Exercise details
The output should be the line containing "In this exercise you will locate the dark" and every later line of the records, exactly as written, and nothing else.

** Stored data follows **

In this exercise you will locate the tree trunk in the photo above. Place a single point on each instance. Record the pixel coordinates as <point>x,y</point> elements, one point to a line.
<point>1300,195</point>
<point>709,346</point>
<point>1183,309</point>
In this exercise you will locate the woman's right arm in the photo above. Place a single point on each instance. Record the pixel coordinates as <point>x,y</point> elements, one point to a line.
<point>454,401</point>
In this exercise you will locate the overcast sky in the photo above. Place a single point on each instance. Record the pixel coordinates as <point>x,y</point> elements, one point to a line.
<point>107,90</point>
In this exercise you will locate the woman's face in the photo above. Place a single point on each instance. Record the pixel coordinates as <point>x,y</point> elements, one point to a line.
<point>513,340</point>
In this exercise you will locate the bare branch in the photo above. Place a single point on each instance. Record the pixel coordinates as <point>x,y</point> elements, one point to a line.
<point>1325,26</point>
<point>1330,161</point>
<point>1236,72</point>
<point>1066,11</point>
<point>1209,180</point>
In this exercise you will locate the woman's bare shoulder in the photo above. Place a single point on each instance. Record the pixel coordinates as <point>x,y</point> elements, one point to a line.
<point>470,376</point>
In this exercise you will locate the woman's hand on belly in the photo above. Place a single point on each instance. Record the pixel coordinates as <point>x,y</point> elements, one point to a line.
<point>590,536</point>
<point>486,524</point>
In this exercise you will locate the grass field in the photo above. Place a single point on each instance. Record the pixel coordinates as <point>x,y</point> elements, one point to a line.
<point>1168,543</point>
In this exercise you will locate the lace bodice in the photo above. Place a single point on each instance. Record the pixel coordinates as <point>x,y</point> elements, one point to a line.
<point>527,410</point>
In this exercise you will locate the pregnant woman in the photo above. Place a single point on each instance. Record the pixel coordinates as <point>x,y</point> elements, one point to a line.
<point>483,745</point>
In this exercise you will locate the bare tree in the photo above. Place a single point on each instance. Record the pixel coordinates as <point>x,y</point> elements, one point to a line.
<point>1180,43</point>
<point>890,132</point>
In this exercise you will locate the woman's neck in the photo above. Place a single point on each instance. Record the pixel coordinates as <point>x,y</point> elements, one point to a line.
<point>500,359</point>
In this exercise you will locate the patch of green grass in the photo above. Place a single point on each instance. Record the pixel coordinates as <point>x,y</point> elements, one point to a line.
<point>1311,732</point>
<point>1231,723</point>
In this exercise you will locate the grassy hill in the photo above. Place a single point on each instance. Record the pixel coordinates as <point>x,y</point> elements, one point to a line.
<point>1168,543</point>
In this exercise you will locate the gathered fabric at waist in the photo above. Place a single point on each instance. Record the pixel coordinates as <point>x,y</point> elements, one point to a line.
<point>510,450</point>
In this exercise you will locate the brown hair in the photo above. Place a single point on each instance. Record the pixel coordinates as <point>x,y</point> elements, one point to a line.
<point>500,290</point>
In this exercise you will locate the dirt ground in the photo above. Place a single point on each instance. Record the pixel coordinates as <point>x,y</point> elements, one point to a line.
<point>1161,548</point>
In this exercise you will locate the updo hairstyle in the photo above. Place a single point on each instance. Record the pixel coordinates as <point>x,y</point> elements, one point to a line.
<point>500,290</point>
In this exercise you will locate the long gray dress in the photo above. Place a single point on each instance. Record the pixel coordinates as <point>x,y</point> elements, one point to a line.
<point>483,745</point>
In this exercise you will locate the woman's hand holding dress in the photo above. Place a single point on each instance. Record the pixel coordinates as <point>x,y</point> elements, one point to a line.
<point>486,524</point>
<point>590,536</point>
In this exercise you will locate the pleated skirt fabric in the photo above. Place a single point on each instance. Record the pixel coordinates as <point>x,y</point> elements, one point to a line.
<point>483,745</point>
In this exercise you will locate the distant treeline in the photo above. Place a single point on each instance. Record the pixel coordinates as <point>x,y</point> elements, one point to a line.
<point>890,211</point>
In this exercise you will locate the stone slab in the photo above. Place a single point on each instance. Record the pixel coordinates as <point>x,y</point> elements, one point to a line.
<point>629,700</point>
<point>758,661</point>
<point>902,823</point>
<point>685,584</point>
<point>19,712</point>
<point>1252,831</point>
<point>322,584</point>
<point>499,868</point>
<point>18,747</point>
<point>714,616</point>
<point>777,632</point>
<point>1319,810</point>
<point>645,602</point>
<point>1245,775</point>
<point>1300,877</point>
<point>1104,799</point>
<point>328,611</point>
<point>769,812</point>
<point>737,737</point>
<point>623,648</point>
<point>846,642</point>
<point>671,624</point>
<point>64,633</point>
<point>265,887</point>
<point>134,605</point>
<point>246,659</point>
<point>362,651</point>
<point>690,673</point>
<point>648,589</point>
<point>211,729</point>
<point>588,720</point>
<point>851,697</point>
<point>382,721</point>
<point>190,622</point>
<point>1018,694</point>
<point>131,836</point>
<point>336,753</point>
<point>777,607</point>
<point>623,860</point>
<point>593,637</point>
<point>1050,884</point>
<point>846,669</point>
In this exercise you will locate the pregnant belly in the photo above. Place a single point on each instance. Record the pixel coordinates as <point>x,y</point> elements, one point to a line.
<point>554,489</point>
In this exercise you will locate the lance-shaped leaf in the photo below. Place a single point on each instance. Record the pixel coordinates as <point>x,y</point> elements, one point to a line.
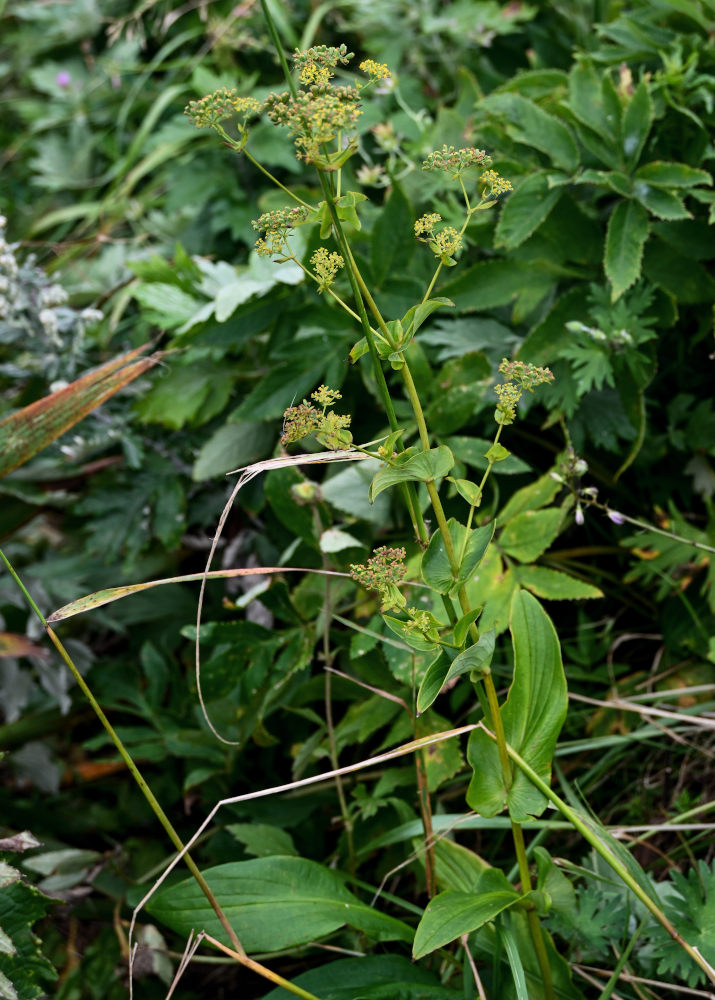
<point>451,914</point>
<point>532,716</point>
<point>420,466</point>
<point>29,430</point>
<point>628,229</point>
<point>273,903</point>
<point>436,567</point>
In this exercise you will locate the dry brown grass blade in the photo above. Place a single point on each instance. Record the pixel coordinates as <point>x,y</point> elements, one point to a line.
<point>29,430</point>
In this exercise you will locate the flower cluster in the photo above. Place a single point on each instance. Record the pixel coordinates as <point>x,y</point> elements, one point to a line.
<point>493,184</point>
<point>426,223</point>
<point>316,65</point>
<point>304,419</point>
<point>456,161</point>
<point>526,375</point>
<point>376,71</point>
<point>446,243</point>
<point>315,116</point>
<point>326,265</point>
<point>383,571</point>
<point>276,226</point>
<point>520,376</point>
<point>223,103</point>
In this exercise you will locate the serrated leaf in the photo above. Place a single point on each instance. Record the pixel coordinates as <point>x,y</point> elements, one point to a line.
<point>273,903</point>
<point>637,121</point>
<point>422,466</point>
<point>436,568</point>
<point>532,717</point>
<point>524,211</point>
<point>531,125</point>
<point>667,174</point>
<point>553,585</point>
<point>531,497</point>
<point>661,203</point>
<point>628,229</point>
<point>530,533</point>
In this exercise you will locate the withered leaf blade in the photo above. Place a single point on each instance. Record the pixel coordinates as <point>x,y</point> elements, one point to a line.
<point>29,430</point>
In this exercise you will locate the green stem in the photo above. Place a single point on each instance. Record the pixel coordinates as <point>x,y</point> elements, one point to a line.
<point>126,757</point>
<point>612,859</point>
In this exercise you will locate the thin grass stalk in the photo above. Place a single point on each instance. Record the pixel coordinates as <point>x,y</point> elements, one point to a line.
<point>127,758</point>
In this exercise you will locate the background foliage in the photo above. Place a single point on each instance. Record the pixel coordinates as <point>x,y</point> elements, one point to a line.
<point>599,265</point>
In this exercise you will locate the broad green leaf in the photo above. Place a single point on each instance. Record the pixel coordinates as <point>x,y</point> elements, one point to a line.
<point>637,120</point>
<point>262,839</point>
<point>392,241</point>
<point>668,175</point>
<point>29,430</point>
<point>530,533</point>
<point>231,447</point>
<point>531,125</point>
<point>273,903</point>
<point>627,232</point>
<point>420,466</point>
<point>525,210</point>
<point>468,490</point>
<point>661,203</point>
<point>587,101</point>
<point>416,316</point>
<point>432,682</point>
<point>531,497</point>
<point>384,977</point>
<point>493,283</point>
<point>413,638</point>
<point>553,585</point>
<point>451,914</point>
<point>436,569</point>
<point>463,625</point>
<point>532,717</point>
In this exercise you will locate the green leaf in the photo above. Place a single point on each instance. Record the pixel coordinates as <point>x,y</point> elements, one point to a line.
<point>666,174</point>
<point>273,903</point>
<point>421,466</point>
<point>432,682</point>
<point>627,232</point>
<point>637,121</point>
<point>413,638</point>
<point>468,490</point>
<point>345,207</point>
<point>531,125</point>
<point>451,914</point>
<point>661,203</point>
<point>525,210</point>
<point>384,977</point>
<point>436,569</point>
<point>530,533</point>
<point>418,314</point>
<point>474,659</point>
<point>553,585</point>
<point>262,839</point>
<point>392,242</point>
<point>231,447</point>
<point>587,100</point>
<point>532,717</point>
<point>531,497</point>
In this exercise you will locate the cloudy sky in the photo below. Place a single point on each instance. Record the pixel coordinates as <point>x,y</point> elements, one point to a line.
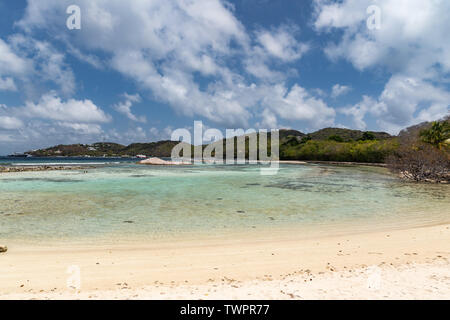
<point>138,69</point>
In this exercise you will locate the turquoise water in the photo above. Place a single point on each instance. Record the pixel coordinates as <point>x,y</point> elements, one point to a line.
<point>127,201</point>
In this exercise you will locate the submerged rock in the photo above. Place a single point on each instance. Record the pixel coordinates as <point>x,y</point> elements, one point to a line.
<point>161,162</point>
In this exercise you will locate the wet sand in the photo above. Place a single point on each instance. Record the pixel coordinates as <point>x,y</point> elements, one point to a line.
<point>397,264</point>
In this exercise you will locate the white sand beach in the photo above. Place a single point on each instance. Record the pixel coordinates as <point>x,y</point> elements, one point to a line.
<point>398,264</point>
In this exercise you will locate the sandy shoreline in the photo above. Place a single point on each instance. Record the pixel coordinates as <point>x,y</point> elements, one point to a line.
<point>410,263</point>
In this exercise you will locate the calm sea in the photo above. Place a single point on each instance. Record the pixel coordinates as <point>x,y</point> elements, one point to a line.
<point>122,200</point>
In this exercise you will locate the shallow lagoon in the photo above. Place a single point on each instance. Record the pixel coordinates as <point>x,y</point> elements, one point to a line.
<point>127,201</point>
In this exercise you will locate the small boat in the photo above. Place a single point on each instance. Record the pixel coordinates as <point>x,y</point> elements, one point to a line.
<point>19,155</point>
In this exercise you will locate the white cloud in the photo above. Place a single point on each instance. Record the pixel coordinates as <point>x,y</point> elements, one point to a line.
<point>7,84</point>
<point>10,62</point>
<point>10,123</point>
<point>166,46</point>
<point>48,63</point>
<point>404,101</point>
<point>298,105</point>
<point>339,90</point>
<point>125,107</point>
<point>412,44</point>
<point>51,107</point>
<point>281,43</point>
<point>413,37</point>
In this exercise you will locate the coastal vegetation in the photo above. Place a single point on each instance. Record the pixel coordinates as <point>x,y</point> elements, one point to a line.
<point>419,153</point>
<point>423,153</point>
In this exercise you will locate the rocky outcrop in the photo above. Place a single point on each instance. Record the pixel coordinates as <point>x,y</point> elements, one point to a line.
<point>42,168</point>
<point>161,162</point>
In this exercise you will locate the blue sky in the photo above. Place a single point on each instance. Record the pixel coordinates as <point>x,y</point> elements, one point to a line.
<point>136,70</point>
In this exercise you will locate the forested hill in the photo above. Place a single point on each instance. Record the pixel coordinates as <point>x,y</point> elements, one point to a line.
<point>290,141</point>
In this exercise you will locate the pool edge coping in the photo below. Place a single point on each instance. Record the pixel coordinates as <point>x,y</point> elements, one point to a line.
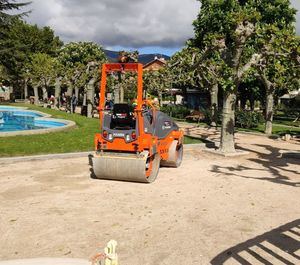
<point>68,124</point>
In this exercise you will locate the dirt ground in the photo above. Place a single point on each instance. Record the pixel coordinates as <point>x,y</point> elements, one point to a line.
<point>211,210</point>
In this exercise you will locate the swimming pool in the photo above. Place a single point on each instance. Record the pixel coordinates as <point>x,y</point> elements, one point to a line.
<point>14,120</point>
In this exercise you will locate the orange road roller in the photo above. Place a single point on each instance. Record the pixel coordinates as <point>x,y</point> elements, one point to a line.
<point>134,139</point>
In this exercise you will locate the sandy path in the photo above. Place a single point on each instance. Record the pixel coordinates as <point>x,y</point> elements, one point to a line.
<point>189,215</point>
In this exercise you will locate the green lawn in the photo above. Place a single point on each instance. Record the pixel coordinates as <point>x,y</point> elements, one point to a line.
<point>76,139</point>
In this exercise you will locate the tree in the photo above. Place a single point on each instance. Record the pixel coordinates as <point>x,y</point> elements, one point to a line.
<point>157,82</point>
<point>42,71</point>
<point>21,42</point>
<point>81,62</point>
<point>279,66</point>
<point>230,31</point>
<point>5,17</point>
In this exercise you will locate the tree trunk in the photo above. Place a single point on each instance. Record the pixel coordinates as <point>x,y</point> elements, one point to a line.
<point>57,92</point>
<point>45,94</point>
<point>36,95</point>
<point>76,92</point>
<point>160,100</point>
<point>121,94</point>
<point>269,110</point>
<point>90,97</point>
<point>214,104</point>
<point>227,131</point>
<point>25,88</point>
<point>117,94</point>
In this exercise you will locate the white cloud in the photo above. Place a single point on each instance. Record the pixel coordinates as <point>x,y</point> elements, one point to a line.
<point>127,23</point>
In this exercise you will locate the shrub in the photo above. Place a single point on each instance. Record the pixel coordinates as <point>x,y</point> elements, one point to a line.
<point>248,119</point>
<point>208,116</point>
<point>176,111</point>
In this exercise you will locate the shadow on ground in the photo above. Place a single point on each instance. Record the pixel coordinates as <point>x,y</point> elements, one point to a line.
<point>268,161</point>
<point>280,245</point>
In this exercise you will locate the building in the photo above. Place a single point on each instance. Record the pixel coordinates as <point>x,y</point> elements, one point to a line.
<point>155,64</point>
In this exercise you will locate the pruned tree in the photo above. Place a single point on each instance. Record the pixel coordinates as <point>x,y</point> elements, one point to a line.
<point>80,63</point>
<point>41,71</point>
<point>231,31</point>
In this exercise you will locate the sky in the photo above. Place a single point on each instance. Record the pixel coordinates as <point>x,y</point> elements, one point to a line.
<point>151,26</point>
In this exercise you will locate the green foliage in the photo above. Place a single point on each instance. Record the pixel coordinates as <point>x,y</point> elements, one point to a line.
<point>156,82</point>
<point>248,119</point>
<point>80,61</point>
<point>73,140</point>
<point>21,42</point>
<point>5,16</point>
<point>176,111</point>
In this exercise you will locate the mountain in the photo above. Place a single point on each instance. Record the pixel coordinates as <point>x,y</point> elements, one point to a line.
<point>143,58</point>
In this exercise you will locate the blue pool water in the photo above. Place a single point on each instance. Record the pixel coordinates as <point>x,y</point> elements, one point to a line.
<point>17,119</point>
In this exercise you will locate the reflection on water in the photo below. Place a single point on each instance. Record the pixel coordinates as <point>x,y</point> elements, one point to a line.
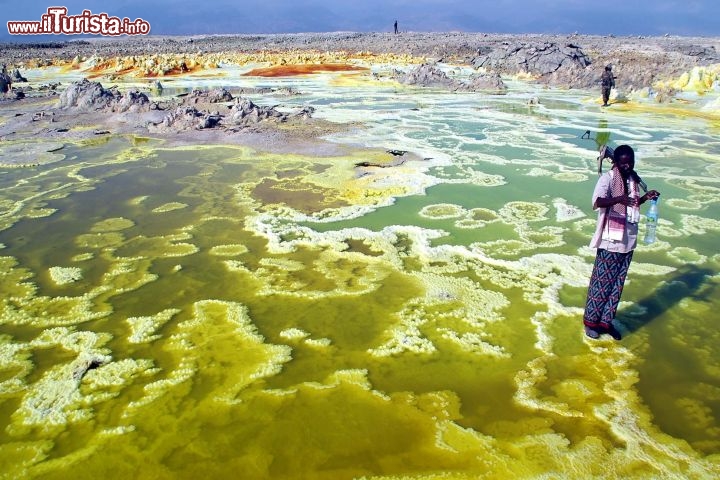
<point>174,313</point>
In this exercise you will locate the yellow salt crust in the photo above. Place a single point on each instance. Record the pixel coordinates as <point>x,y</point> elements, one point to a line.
<point>442,211</point>
<point>99,241</point>
<point>221,333</point>
<point>65,275</point>
<point>169,207</point>
<point>143,329</point>
<point>448,301</point>
<point>318,342</point>
<point>700,79</point>
<point>83,257</point>
<point>565,212</point>
<point>523,212</point>
<point>161,246</point>
<point>112,225</point>
<point>229,250</point>
<point>294,334</point>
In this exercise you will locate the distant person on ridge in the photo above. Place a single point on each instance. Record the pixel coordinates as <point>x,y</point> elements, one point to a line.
<point>5,81</point>
<point>607,80</point>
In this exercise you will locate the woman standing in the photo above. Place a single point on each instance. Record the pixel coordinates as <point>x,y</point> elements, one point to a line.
<point>616,199</point>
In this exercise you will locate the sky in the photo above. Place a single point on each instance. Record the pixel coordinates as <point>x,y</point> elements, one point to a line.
<point>176,17</point>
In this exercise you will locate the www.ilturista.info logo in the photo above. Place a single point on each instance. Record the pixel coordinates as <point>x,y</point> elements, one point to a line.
<point>57,22</point>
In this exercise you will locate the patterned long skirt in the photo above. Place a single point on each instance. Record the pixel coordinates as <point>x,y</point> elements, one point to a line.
<point>606,284</point>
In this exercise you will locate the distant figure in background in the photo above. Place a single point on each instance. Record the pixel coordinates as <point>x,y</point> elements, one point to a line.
<point>607,80</point>
<point>5,81</point>
<point>616,198</point>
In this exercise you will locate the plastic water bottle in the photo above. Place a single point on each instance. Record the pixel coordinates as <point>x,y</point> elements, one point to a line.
<point>651,222</point>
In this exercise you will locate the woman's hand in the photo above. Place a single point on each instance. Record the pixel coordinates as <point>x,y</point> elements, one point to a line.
<point>650,195</point>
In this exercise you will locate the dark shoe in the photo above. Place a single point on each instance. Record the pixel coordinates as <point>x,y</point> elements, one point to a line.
<point>591,333</point>
<point>612,331</point>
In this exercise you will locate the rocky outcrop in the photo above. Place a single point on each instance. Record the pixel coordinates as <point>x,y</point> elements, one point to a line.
<point>486,82</point>
<point>245,112</point>
<point>132,102</point>
<point>536,59</point>
<point>186,118</point>
<point>88,96</point>
<point>427,75</point>
<point>217,95</point>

** End of Stored data **

Solution to this exercise
In this exercise you will locate the dark shoe in the photo above. Place a single point on each instance. Record the pixel coordinates as <point>x,y</point> elements, one point to a line.
<point>591,333</point>
<point>612,331</point>
In this exercise you will locate the rocky outcrop in the photo above. Place a single point on each instance. Record the pixel coordinates as <point>x,y</point> elements, one point to a line.
<point>486,82</point>
<point>245,112</point>
<point>132,102</point>
<point>536,59</point>
<point>186,118</point>
<point>88,96</point>
<point>427,75</point>
<point>217,95</point>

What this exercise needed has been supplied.